■ YOUR ASSIGNMENT ■
Every line that contains the word "this" is to be copied from the listing.
** Opening RECORDS SUPPLIED block **
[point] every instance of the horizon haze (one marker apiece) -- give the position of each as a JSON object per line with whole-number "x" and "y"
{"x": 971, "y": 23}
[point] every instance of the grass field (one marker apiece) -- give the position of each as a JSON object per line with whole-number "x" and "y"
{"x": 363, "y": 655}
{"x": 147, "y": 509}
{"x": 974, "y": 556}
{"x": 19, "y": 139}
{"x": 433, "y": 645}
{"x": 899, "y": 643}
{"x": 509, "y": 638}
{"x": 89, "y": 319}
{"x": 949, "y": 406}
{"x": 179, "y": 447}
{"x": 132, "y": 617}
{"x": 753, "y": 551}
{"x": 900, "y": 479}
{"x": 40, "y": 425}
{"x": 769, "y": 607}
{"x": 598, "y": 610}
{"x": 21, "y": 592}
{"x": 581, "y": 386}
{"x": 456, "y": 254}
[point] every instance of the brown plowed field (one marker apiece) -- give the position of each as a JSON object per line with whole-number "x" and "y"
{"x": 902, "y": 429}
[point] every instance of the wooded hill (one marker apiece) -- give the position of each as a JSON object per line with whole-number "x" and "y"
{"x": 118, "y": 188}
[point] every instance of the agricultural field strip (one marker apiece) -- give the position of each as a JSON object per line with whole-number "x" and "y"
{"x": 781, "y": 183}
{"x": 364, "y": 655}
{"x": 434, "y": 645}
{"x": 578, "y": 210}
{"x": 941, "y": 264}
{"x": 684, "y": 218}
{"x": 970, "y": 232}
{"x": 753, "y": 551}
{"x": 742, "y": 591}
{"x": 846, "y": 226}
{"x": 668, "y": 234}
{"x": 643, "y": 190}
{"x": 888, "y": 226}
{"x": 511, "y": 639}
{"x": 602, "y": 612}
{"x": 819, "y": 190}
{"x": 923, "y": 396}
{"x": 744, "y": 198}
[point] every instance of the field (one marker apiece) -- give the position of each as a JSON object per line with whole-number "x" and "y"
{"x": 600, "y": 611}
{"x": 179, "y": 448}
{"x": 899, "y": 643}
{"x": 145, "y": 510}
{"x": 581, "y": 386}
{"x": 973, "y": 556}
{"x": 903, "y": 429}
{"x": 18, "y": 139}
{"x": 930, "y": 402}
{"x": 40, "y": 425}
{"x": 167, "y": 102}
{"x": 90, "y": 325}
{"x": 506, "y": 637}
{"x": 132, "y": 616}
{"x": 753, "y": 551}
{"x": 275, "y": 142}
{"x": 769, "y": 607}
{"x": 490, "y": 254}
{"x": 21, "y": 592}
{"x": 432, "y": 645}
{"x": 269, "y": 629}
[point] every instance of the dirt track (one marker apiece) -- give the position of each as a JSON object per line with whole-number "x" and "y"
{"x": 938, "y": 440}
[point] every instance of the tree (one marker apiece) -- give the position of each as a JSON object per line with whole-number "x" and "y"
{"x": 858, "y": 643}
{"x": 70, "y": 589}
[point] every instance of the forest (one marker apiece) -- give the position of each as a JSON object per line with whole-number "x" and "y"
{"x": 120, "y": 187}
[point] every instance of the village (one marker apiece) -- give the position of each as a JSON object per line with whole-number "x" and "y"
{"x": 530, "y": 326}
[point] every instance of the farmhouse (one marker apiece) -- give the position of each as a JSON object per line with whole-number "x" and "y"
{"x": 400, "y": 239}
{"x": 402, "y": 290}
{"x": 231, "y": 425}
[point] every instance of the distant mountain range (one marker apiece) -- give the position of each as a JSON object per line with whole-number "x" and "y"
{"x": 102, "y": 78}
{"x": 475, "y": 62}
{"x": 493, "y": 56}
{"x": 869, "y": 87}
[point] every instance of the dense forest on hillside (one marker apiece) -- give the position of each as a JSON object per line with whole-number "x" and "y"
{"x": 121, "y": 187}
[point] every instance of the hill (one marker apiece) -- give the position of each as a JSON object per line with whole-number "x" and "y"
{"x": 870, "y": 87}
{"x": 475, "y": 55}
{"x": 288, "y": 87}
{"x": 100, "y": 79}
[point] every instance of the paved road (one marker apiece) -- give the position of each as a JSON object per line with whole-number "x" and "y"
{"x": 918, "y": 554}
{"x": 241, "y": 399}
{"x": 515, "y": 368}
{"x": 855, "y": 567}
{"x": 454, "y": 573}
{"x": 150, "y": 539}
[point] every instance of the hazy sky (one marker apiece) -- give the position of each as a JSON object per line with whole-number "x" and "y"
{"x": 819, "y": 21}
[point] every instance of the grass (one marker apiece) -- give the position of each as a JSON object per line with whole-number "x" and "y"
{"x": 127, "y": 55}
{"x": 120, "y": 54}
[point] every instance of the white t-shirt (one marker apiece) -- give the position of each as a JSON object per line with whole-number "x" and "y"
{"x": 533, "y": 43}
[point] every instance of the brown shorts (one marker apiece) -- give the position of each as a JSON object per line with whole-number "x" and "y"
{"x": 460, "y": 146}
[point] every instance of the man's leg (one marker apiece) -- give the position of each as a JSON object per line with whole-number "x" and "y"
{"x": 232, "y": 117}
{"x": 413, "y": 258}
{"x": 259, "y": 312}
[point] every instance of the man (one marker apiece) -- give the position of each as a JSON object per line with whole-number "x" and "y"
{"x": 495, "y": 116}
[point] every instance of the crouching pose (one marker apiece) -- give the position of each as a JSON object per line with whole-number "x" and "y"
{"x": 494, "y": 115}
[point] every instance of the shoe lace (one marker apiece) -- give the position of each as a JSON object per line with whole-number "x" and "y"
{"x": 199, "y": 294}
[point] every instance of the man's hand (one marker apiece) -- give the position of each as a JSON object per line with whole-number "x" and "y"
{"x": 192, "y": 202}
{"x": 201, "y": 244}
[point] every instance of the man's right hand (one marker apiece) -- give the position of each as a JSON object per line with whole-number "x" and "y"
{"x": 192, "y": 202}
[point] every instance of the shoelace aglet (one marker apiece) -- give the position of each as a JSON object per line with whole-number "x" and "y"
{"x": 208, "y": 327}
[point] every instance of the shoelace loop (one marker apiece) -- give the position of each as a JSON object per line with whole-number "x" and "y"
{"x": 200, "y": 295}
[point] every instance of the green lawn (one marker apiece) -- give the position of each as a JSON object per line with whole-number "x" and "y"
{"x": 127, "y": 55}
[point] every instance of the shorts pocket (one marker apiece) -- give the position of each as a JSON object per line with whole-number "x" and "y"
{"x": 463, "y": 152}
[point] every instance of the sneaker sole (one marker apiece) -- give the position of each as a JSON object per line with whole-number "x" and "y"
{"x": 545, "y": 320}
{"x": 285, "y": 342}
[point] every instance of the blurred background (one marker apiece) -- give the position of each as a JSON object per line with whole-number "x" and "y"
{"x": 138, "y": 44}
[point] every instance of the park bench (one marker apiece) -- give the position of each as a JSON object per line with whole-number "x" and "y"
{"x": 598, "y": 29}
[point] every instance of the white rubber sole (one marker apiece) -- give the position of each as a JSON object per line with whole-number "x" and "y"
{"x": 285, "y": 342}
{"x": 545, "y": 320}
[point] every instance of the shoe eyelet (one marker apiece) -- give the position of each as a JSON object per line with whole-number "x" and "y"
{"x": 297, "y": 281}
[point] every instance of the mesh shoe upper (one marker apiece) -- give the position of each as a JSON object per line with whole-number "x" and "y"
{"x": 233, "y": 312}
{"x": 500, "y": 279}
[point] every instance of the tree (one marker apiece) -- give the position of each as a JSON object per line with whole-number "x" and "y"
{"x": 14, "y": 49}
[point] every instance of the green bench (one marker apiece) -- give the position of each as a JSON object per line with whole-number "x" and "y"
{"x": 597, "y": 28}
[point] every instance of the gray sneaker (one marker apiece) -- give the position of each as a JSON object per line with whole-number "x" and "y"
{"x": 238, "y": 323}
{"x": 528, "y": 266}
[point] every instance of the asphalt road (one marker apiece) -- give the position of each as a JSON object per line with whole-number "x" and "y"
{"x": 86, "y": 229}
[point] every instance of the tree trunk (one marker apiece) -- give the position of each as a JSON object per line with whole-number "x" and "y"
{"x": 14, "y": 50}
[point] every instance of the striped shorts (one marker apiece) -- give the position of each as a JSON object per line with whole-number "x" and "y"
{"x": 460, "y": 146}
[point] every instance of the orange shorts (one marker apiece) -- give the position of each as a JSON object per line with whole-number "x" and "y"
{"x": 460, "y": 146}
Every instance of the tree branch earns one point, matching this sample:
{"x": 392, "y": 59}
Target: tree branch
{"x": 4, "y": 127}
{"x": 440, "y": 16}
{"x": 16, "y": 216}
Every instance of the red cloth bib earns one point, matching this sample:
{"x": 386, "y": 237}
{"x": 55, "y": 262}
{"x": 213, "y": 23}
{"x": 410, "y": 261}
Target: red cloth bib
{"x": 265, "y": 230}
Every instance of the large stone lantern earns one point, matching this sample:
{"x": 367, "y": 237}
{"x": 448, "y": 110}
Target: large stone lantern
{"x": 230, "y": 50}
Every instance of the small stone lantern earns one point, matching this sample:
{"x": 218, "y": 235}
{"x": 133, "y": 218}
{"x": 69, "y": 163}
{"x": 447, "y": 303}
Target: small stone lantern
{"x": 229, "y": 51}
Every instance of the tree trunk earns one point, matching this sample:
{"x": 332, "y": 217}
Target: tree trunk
** Closing RECORDS SUPPLIED block **
■ EXERCISE SOLUTION ■
Every instance of the tree branch earns one point, matching this sample:
Every instance of the red cloth bib earns one point, matching this sample:
Every instance of the large stone lantern earns one point, matching this sample:
Every instance of the small stone lantern earns one point, matching this sample:
Every instance of the tree trunk earns one point, matching this sample:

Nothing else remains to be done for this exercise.